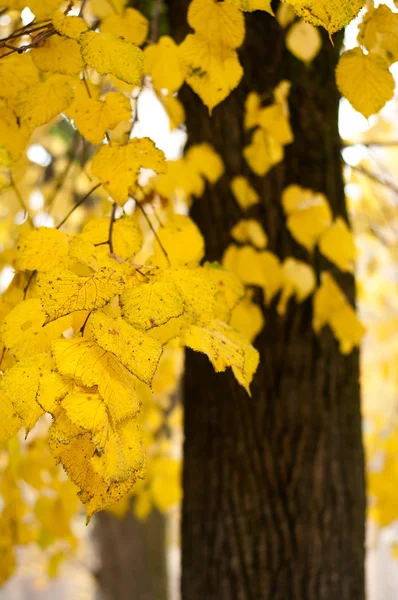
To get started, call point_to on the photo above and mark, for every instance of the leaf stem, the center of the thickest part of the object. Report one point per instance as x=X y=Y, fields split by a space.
x=110 y=237
x=22 y=202
x=77 y=205
x=163 y=249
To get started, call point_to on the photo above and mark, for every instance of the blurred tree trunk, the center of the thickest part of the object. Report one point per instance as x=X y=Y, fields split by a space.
x=132 y=557
x=274 y=484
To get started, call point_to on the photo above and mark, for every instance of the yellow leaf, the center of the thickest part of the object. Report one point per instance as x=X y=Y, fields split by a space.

> [Job]
Update the records above by replacing "thickest part" with "widest part" wherever it occurs, leaving all other text unchanged. Omit the pictures from your answer.

> [Output of the exercise]
To get started, call point_to on the photo above and mark, for every instance of the leaf stem, the center of the widest part of the object. Report one point per instance as x=X y=Y, fields split by a space.
x=110 y=237
x=22 y=202
x=77 y=205
x=163 y=249
To get started, call point_to on the photo above and mark, for every instance of the blurred tree trunk, the center of the widest part of the object. Report one point per instance as x=X y=Y, fields split by a space.
x=132 y=557
x=274 y=484
To get started, call point_to on the photo above and mark, for every instance of the yellow leaf, the center of the widest part of the object. Report one point per instance as x=X y=Y, fields split by a space.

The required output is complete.